WRITTEN INSTRUCTION – Retype the material word for word.

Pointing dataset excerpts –
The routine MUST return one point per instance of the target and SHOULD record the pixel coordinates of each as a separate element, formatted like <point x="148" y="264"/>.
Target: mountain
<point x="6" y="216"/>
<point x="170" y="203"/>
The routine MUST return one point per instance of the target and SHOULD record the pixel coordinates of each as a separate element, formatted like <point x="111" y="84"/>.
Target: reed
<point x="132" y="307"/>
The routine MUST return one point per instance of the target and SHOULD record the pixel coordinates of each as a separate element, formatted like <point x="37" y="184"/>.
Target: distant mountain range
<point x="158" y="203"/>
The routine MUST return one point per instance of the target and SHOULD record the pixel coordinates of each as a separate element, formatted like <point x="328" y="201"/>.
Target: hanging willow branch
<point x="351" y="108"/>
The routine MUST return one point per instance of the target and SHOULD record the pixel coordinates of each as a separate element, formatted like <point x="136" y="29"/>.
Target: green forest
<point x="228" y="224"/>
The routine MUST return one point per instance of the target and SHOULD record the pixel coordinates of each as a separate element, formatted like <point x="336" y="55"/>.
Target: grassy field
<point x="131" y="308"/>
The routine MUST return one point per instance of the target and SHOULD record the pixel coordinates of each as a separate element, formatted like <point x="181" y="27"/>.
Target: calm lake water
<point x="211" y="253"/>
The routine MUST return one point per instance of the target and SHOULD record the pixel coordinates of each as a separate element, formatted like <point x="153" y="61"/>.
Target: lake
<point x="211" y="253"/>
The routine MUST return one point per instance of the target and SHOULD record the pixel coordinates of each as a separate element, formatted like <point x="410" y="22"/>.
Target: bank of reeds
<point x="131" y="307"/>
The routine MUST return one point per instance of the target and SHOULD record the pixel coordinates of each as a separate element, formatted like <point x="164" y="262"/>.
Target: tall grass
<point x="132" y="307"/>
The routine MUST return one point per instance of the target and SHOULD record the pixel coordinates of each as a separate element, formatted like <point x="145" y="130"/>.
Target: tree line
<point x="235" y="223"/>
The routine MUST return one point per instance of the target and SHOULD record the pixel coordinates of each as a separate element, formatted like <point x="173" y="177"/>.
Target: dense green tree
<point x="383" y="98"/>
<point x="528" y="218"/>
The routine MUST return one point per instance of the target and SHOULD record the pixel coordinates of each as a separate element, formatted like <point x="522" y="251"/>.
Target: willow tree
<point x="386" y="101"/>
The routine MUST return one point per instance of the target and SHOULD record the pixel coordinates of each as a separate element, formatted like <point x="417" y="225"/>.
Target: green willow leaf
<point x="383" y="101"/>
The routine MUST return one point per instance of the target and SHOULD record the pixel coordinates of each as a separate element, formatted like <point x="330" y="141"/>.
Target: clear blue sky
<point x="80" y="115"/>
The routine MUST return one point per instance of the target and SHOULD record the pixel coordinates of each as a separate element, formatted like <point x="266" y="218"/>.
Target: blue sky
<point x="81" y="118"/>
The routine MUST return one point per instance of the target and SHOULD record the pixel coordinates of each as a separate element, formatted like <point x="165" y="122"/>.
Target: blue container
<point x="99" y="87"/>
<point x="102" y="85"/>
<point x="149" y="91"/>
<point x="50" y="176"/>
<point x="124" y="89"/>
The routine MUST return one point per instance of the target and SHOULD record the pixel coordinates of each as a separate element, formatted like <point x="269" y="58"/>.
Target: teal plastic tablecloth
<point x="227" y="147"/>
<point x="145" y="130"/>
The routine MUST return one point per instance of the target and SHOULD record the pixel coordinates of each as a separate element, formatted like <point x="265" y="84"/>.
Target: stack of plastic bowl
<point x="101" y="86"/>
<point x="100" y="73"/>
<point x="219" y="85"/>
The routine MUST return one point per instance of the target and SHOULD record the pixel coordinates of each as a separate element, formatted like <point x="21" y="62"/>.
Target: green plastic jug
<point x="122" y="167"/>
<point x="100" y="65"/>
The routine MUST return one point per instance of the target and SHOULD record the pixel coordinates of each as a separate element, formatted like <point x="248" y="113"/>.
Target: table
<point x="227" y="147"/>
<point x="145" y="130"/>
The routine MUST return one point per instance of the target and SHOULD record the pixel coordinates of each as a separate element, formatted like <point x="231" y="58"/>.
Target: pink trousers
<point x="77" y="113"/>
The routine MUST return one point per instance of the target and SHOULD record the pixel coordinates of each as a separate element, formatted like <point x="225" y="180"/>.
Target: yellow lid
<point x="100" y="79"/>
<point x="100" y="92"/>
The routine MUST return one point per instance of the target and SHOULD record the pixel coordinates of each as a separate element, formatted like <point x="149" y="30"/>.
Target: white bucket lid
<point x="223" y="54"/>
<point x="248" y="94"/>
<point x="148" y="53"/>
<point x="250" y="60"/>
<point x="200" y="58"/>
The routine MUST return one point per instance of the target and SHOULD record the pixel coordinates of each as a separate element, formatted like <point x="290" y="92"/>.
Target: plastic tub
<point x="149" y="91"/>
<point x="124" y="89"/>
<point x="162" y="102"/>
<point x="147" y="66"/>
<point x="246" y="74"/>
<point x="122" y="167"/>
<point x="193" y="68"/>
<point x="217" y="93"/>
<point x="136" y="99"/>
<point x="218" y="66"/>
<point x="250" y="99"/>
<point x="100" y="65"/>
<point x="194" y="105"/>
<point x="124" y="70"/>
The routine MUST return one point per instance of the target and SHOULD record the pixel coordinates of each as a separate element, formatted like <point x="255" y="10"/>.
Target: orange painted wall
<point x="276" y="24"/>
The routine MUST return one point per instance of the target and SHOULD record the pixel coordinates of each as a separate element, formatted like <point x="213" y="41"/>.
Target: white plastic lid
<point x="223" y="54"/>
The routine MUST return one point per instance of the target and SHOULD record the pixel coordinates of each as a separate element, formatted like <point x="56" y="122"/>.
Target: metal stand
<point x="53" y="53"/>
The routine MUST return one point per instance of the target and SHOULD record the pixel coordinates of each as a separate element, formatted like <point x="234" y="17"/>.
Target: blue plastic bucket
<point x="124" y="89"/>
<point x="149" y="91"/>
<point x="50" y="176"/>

CORRECT RESPONSE –
The routine MUST return one point per instance of the target and SHOULD record the pixel coordinates of each as a separate element, formatted like <point x="148" y="264"/>.
Target: mountain
<point x="6" y="216"/>
<point x="170" y="203"/>
The routine MUST return one point per instance of the target and SHOULD record the pixel coordinates of each as a separate element, formatted like <point x="111" y="84"/>.
Target: reed
<point x="132" y="307"/>
The routine MUST return one point per instance of the target and SHOULD record the pixel coordinates of each as a separate element, formatted like <point x="37" y="184"/>.
Target: distant mountain range
<point x="158" y="203"/>
The routine MUST return one point per instance of the target and SHOULD record the pixel coordinates of each as a separate element, formatted like <point x="328" y="201"/>.
Target: hanging willow branch
<point x="351" y="108"/>
The routine MUST return one point per instance of the target and SHOULD record the pixel coordinates of each as a separate element, formatted like <point x="136" y="29"/>.
Target: green forest
<point x="228" y="224"/>
The routine MUST return one point per instance of the target and SHOULD record the pixel coordinates of each as a separate element, formatted like <point x="336" y="55"/>.
Target: grassy field
<point x="131" y="308"/>
The routine MUST return one point per instance of the target and SHOULD record the pixel coordinates of each as a separate element, formatted like <point x="181" y="27"/>.
Target: calm lake water
<point x="211" y="253"/>
The routine MUST return one point per instance of the target and SHOULD record the pixel coordinates of each as a separate element, formatted like <point x="153" y="61"/>.
Target: lake
<point x="211" y="253"/>
The routine MUST return one point per instance of the target and SHOULD record the pixel coordinates of each as a separate element, formatted like <point x="410" y="22"/>.
Target: bank of reeds
<point x="131" y="307"/>
The routine MUST return one point per instance of the target and SHOULD record the pixel coordinates of each as a separate element, formatted like <point x="164" y="262"/>.
Target: tall grass
<point x="132" y="307"/>
The routine MUST return one point per instance of the target and SHOULD record the pixel coordinates of each as a separate element, formatted like <point x="145" y="130"/>.
Target: tree line
<point x="235" y="223"/>
The routine MUST return one point per instance of the target and SHOULD record the pixel coordinates of each as a separate element, formatted like <point x="173" y="177"/>.
Target: dense green tree
<point x="383" y="98"/>
<point x="528" y="218"/>
The routine MUST return one point per instance of the target and SHOULD record the pixel coordinates of each as a separate element, formatted like <point x="522" y="251"/>.
Target: willow tree
<point x="386" y="101"/>
The routine MUST return one point per instance of the target and SHOULD record the pixel coordinates of each as a separate element, formatted like <point x="417" y="225"/>.
Target: green willow leaf
<point x="383" y="101"/>
The routine MUST return one point per instance of the target and SHOULD record the pixel coordinates of each as a separate element, formatted like <point x="330" y="141"/>.
Target: clear blue sky
<point x="80" y="115"/>
The routine MUST return one point per instance of the target and SHOULD record the pixel coordinates of each as a separate element, formatted like <point x="266" y="218"/>.
Target: blue sky
<point x="81" y="118"/>
The routine MUST return one point per instance of the target and SHOULD record the pixel coordinates of each as a separate element, formatted like <point x="165" y="122"/>.
Target: blue container
<point x="99" y="87"/>
<point x="102" y="85"/>
<point x="149" y="91"/>
<point x="50" y="176"/>
<point x="124" y="89"/>
The routine MUST return one point per instance of the target and SHOULD record the pixel coordinates of each as a separate element, formatted like <point x="269" y="58"/>.
Target: teal plastic tablecloth
<point x="227" y="147"/>
<point x="145" y="130"/>
The routine MUST return one point per instance of the target and SHOULD record the pixel coordinates of each as a separate element, formatted like <point x="265" y="84"/>.
Target: stack of plastic bowl
<point x="101" y="86"/>
<point x="100" y="73"/>
<point x="219" y="85"/>
The routine MUST return one point per instance of the target and SHOULD record the pixel coordinates of each as a separate element, formatted like <point x="21" y="62"/>.
Target: green plastic jug
<point x="122" y="167"/>
<point x="100" y="65"/>
The routine MUST return one point per instance of the target and SHOULD record the pixel coordinates of each as a separate element, formatted like <point x="248" y="113"/>.
Target: table
<point x="227" y="147"/>
<point x="145" y="130"/>
The routine MUST return one point per instance of the target and SHOULD record the pixel coordinates of each as a separate element, formatted like <point x="231" y="58"/>.
Target: pink trousers
<point x="77" y="113"/>
The routine MUST return one point per instance of the target and SHOULD record the pixel coordinates of each as a separate element, formatted like <point x="225" y="180"/>.
Target: yellow lid
<point x="100" y="79"/>
<point x="100" y="92"/>
The routine MUST return one point per instance of the target and SHOULD record the pixel coordinates of each as a separate element, formatted like <point x="149" y="30"/>.
Target: white bucket lid
<point x="223" y="54"/>
<point x="248" y="94"/>
<point x="148" y="53"/>
<point x="250" y="60"/>
<point x="200" y="58"/>
The routine MUST return one point per instance of the target and SHOULD record the pixel coordinates of each as a separate element, formatted like <point x="290" y="92"/>.
Target: plastic tub
<point x="149" y="91"/>
<point x="124" y="89"/>
<point x="162" y="102"/>
<point x="147" y="66"/>
<point x="246" y="74"/>
<point x="122" y="167"/>
<point x="193" y="68"/>
<point x="217" y="93"/>
<point x="136" y="99"/>
<point x="218" y="66"/>
<point x="250" y="99"/>
<point x="100" y="65"/>
<point x="194" y="105"/>
<point x="124" y="70"/>
The routine MUST return one point per instance of the target and SHOULD record the pixel coordinates of each as a separate element, formatted like <point x="255" y="10"/>.
Target: orange painted wall
<point x="276" y="24"/>
The routine MUST return one point per instance of the target and SHOULD record the pixel coordinates of each as a separate element, formatted like <point x="213" y="41"/>.
Target: white plastic lid
<point x="223" y="54"/>
The routine MUST return one point per instance of the target and SHOULD record the pixel coordinates of each as a separate element, formatted like <point x="56" y="122"/>.
Target: metal stand
<point x="53" y="53"/>
The routine MUST return one point per instance of the target and SHOULD record the pixel coordinates of each as a separate element, formatted like <point x="234" y="17"/>.
Target: blue plastic bucket
<point x="124" y="89"/>
<point x="149" y="91"/>
<point x="50" y="176"/>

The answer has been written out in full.